## [Exercise description]
Render the data, from its first line through the line containing "1230, 0, 1270, 33", as a Markdown table with columns No. and Line. Number each row and leave out blank lines.

## [Provided material]
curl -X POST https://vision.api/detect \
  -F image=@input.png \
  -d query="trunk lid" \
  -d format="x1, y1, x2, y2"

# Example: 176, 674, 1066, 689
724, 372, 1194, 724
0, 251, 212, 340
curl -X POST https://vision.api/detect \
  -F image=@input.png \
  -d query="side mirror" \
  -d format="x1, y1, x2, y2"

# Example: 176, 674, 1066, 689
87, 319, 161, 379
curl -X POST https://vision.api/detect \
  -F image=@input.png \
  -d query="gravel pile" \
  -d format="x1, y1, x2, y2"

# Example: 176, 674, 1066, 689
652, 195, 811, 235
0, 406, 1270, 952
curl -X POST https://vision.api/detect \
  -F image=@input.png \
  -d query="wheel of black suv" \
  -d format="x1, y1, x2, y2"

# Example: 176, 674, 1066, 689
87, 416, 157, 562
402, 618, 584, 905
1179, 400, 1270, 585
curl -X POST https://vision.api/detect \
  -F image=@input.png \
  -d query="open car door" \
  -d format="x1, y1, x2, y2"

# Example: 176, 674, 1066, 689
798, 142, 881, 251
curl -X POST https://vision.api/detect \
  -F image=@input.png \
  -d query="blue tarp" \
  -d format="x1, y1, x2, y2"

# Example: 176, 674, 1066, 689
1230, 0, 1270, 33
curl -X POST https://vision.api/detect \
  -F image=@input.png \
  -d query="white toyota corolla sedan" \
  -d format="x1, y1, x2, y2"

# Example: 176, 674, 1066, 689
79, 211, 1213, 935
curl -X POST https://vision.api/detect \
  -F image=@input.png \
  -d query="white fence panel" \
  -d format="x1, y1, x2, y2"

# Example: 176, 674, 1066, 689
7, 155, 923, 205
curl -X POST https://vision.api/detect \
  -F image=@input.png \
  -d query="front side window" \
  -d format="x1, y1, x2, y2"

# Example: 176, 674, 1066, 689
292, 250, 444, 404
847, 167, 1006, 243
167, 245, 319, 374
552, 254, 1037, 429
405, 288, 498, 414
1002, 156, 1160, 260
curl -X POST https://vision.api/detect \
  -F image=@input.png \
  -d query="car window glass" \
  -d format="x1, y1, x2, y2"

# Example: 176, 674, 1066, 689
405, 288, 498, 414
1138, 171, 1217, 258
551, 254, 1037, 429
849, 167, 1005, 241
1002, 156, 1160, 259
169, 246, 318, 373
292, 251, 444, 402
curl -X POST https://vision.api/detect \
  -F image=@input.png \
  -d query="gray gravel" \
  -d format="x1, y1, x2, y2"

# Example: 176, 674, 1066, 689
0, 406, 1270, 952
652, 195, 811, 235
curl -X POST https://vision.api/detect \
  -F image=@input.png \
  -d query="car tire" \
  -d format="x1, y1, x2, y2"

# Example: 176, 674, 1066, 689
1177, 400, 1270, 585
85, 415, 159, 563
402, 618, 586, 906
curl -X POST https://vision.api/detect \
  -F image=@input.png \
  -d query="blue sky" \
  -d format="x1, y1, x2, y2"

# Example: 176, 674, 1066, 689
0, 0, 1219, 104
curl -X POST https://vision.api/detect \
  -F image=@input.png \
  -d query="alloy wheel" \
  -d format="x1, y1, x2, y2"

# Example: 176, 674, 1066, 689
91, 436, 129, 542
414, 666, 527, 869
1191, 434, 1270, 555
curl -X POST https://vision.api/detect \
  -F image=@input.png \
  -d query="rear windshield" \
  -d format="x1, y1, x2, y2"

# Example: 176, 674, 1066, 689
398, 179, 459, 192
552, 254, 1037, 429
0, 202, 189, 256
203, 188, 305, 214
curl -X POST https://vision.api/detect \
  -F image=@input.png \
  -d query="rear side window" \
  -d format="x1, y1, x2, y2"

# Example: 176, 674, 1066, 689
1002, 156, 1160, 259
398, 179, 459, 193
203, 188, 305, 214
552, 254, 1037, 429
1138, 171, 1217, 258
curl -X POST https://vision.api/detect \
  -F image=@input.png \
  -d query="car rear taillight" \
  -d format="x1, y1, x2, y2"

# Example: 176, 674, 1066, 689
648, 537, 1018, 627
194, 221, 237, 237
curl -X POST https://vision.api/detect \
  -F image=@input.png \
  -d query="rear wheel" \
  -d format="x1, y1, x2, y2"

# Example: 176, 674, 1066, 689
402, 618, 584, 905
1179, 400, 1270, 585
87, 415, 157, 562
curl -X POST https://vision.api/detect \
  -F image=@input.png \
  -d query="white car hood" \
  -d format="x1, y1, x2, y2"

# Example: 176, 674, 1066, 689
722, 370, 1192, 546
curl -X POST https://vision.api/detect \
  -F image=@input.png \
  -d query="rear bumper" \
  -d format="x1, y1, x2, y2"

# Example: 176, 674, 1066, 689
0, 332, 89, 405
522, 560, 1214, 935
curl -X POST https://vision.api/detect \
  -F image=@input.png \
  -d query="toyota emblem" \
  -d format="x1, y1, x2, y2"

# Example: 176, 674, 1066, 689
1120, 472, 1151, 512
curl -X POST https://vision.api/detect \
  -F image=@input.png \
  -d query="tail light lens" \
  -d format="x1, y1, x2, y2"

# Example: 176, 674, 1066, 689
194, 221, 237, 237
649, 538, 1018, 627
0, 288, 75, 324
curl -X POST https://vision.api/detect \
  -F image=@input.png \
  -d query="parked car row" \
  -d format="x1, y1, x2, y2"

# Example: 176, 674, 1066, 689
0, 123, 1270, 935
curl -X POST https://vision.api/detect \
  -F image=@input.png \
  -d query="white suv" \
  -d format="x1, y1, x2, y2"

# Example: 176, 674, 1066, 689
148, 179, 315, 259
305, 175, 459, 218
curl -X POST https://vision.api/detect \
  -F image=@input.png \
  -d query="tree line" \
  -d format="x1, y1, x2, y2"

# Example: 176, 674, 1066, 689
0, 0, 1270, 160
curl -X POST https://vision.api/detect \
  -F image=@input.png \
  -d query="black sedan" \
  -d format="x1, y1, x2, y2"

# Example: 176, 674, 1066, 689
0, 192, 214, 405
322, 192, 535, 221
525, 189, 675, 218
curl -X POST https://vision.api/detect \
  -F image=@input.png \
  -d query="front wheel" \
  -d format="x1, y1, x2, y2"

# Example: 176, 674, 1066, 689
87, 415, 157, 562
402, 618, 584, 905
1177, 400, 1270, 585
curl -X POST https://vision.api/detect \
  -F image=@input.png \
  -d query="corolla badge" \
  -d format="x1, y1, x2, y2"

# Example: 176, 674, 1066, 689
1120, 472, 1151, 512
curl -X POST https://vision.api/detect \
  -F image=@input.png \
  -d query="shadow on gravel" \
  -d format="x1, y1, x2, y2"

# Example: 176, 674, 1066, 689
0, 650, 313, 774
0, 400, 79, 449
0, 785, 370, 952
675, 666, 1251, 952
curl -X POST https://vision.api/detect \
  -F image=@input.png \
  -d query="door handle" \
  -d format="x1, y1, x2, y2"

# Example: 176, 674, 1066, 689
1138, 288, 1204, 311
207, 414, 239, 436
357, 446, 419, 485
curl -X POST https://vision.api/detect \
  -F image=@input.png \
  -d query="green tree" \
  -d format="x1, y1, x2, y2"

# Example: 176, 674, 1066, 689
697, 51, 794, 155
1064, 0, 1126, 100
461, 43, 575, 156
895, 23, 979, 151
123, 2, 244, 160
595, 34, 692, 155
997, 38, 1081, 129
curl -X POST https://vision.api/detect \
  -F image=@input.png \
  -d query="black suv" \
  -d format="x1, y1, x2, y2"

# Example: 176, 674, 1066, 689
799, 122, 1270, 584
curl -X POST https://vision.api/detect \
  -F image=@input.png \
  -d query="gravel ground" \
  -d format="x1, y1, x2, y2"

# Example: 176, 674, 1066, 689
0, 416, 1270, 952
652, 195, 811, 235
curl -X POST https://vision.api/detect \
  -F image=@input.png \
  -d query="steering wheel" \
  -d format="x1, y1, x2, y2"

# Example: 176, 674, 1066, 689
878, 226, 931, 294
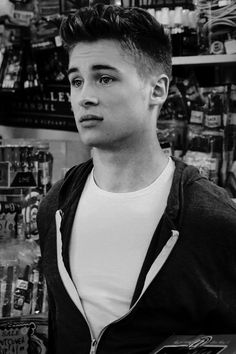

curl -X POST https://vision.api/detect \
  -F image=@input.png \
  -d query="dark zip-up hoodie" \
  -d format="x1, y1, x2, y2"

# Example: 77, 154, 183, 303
38, 159, 236, 354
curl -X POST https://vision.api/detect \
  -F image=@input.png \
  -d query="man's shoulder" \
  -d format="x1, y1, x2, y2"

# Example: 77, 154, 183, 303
185, 178, 236, 224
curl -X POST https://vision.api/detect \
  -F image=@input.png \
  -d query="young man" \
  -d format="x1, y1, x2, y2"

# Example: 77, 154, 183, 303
38, 5, 236, 354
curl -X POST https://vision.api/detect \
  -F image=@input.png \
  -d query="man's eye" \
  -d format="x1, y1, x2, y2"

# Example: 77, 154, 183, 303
99, 76, 114, 85
71, 79, 82, 87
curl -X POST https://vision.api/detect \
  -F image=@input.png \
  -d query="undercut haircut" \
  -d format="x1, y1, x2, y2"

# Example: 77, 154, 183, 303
60, 4, 172, 79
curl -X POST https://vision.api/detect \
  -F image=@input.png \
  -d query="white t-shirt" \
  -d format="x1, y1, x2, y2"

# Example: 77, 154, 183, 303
70, 158, 175, 338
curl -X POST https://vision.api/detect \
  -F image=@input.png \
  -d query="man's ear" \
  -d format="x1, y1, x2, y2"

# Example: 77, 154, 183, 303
150, 74, 169, 105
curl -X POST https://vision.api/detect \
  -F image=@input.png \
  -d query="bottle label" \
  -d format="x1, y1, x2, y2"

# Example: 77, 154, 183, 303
16, 279, 29, 290
205, 114, 221, 128
229, 112, 236, 125
190, 110, 204, 124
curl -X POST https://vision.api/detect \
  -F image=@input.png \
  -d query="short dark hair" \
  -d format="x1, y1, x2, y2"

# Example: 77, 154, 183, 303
60, 4, 172, 78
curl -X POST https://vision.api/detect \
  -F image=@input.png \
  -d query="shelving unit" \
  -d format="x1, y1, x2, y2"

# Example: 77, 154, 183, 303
172, 54, 236, 67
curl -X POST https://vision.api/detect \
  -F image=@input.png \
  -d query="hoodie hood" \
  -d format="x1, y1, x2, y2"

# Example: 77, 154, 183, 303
59, 157, 205, 228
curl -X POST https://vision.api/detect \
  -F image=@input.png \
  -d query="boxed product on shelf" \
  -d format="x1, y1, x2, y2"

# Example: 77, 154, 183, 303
0, 315, 48, 354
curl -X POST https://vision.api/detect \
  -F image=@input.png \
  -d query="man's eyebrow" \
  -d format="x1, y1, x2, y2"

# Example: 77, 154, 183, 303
67, 64, 119, 76
92, 64, 119, 72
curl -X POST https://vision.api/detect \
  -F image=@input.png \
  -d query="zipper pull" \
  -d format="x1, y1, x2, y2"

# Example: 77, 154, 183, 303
89, 339, 97, 354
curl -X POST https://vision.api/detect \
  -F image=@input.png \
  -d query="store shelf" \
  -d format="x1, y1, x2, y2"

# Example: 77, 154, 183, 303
172, 54, 236, 66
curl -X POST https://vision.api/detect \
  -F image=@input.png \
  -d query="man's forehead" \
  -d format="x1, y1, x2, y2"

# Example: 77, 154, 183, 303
69, 40, 134, 71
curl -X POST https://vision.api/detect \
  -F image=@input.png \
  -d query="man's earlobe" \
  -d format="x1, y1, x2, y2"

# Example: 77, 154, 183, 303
151, 74, 169, 105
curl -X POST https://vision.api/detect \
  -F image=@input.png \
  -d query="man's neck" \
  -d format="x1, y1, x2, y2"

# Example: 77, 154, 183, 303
92, 144, 168, 193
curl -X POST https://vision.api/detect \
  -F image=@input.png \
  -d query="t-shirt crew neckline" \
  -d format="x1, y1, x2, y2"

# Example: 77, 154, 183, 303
89, 157, 174, 199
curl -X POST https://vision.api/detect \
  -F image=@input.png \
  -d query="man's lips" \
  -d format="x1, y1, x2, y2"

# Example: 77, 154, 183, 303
79, 114, 103, 123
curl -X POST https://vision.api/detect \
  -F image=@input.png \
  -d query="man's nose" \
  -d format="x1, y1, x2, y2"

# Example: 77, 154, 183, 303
79, 96, 98, 108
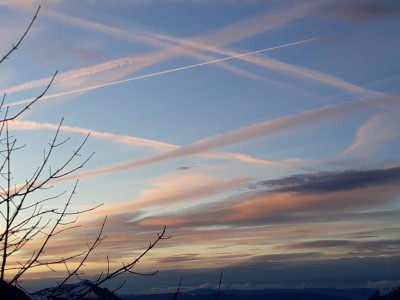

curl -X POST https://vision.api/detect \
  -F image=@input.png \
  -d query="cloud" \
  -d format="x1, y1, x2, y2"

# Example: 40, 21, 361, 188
137, 183, 399, 228
10, 120, 179, 151
0, 1, 369, 105
9, 120, 294, 170
287, 239, 400, 252
71, 96, 397, 179
258, 167, 400, 193
315, 0, 400, 21
342, 111, 400, 156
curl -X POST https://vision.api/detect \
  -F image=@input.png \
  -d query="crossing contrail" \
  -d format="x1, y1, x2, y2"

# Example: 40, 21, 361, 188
8, 37, 319, 106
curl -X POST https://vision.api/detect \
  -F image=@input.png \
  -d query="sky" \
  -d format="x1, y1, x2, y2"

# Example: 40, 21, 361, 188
0, 0, 400, 292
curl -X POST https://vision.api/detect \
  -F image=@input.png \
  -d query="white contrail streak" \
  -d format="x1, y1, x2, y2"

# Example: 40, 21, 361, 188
8, 38, 319, 106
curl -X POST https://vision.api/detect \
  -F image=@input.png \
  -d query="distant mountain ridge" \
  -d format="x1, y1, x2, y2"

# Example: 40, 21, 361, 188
31, 280, 121, 300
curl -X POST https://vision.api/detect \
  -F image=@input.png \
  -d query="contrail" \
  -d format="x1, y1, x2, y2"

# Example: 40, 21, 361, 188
8, 38, 319, 106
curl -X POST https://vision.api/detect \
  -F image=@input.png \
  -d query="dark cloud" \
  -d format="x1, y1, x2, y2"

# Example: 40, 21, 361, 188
315, 0, 400, 21
288, 239, 400, 251
256, 167, 400, 193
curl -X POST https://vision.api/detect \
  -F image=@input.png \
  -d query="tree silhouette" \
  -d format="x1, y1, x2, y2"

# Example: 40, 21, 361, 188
0, 7, 168, 299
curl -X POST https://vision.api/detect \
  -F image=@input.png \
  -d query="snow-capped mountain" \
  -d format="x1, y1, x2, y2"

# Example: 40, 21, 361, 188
31, 280, 120, 300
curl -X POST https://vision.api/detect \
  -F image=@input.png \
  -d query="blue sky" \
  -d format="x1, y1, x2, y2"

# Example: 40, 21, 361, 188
0, 0, 400, 291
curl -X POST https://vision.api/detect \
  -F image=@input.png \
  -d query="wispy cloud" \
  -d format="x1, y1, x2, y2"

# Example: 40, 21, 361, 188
10, 120, 180, 151
10, 120, 298, 169
315, 0, 400, 21
69, 96, 397, 178
342, 111, 400, 157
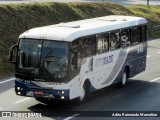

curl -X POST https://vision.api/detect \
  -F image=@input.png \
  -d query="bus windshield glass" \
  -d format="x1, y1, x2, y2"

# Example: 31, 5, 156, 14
17, 39, 68, 78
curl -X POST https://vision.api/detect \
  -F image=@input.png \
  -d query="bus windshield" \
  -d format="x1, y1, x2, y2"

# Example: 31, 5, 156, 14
17, 39, 68, 78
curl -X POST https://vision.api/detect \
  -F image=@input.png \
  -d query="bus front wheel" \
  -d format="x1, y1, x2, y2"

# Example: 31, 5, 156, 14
78, 81, 90, 103
120, 69, 128, 87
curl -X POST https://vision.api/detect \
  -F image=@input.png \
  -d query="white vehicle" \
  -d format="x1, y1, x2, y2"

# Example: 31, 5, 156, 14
10, 15, 147, 101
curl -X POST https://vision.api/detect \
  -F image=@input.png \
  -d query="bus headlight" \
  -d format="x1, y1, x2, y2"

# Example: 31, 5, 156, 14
17, 87, 21, 90
62, 91, 64, 94
61, 96, 64, 100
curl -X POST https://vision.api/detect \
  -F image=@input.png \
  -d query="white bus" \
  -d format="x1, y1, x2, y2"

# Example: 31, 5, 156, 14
9, 15, 147, 101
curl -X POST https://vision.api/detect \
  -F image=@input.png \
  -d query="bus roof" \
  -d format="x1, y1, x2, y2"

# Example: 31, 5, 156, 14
19, 15, 147, 42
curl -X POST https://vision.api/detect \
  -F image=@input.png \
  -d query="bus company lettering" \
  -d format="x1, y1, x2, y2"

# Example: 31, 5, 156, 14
95, 55, 113, 66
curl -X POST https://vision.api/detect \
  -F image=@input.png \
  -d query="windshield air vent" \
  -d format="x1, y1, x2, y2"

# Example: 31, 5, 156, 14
58, 25, 80, 28
97, 18, 117, 22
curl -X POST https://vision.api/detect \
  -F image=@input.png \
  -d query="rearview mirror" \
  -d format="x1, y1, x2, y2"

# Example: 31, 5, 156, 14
8, 44, 18, 64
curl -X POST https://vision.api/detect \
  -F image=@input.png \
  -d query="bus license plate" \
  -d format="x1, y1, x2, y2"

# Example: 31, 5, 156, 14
34, 91, 44, 96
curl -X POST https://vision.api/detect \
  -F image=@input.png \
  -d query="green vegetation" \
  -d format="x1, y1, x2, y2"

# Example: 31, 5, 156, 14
0, 2, 160, 78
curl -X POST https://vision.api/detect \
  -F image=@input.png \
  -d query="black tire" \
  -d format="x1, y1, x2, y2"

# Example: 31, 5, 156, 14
120, 69, 128, 88
76, 81, 90, 103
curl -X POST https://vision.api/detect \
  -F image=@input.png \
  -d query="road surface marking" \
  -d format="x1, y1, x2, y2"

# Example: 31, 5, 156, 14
0, 78, 15, 84
147, 55, 150, 57
14, 98, 30, 104
149, 77, 160, 82
63, 113, 79, 120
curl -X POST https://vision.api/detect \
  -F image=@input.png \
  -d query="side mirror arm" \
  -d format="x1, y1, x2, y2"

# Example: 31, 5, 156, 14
8, 44, 18, 63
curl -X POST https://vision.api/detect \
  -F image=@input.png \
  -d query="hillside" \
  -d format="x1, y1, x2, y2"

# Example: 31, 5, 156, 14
0, 2, 160, 78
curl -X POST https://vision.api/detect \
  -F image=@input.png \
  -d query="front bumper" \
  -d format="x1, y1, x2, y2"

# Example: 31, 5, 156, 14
15, 80, 70, 100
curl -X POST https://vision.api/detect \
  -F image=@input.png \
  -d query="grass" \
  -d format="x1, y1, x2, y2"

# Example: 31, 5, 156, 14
0, 2, 160, 78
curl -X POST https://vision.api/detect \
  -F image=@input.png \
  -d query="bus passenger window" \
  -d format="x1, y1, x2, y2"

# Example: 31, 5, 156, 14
131, 27, 141, 45
141, 26, 146, 42
97, 34, 109, 54
121, 29, 131, 47
79, 36, 96, 57
110, 31, 120, 50
71, 39, 83, 71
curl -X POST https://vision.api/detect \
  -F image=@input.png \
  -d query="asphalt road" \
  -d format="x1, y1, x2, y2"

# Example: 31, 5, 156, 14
0, 0, 160, 5
0, 39, 160, 120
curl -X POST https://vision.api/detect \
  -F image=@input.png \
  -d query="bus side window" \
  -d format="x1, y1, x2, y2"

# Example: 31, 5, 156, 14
97, 33, 109, 54
131, 26, 141, 45
71, 39, 83, 71
120, 29, 131, 47
79, 35, 96, 57
141, 26, 146, 42
110, 30, 120, 50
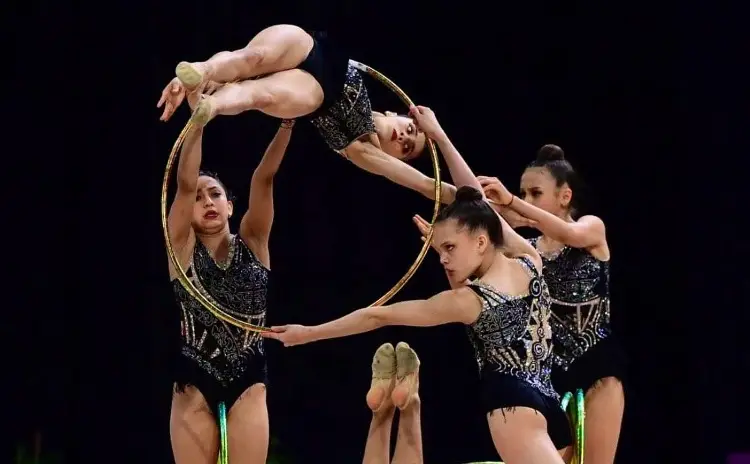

## [Worked answer]
| No. | Line |
|---|---|
| 1 | curl -X POST https://vision.api/detect \ |
| 2 |   -F image=@input.png \ |
| 3 |   -d query="trunk lid" \ |
| 4 |   -d format="x1, y1, x2, y2" |
| 5 | # Example: 176, 674, 1066, 689 |
| 6 | 724, 372, 1194, 724 |
| 7 | 0, 251, 212, 340 |
| 8 | curl -X POST https://vision.api/detect \ |
| 9 |   -F image=@input.png \ |
| 10 |   -d query="side mirror" \ |
| 11 |   -d format="x1, y1, x2, y2" |
| 12 | # Example: 176, 674, 1066, 689 |
| 13 | 87, 319, 161, 379 |
| 14 | curl -X POST https://vision.api/detect \ |
| 15 |   -F image=@input.png \ |
| 16 |   -d query="gravel pile" \ |
| 17 |   -d format="x1, y1, x2, y2" |
| 18 | # Example: 176, 674, 1066, 689 |
| 19 | 652, 195, 811, 235 |
| 20 | 0, 406, 1270, 952 |
| 21 | curl -X POST https://vision.api/detect \ |
| 22 |   -F image=@input.png \ |
| 23 |   -d query="wheel of black suv" \ |
| 24 |   -d format="x1, y1, x2, y2" |
| 25 | # Example: 176, 674, 1066, 689 |
| 26 | 87, 416, 157, 562 |
| 27 | 402, 618, 584, 905 |
| 28 | 1179, 400, 1270, 585 |
| 29 | curl -X POST https://vision.api/detect \ |
| 30 |   -F image=@input.png \ |
| 31 |   -d query="open car door" \ |
| 32 |   -d format="x1, y1, x2, y2" |
| 33 | # Example: 176, 674, 1066, 689 |
| 34 | 798, 142, 881, 251 |
| 35 | curl -X POST https://vision.api/detect \ |
| 36 |   -F image=@input.png \ |
| 37 |   -d query="blue tarp" \ |
| 38 |   -d format="x1, y1, x2, y2" |
| 39 | # Example: 176, 674, 1066, 689 |
| 40 | 1230, 0, 1270, 33 |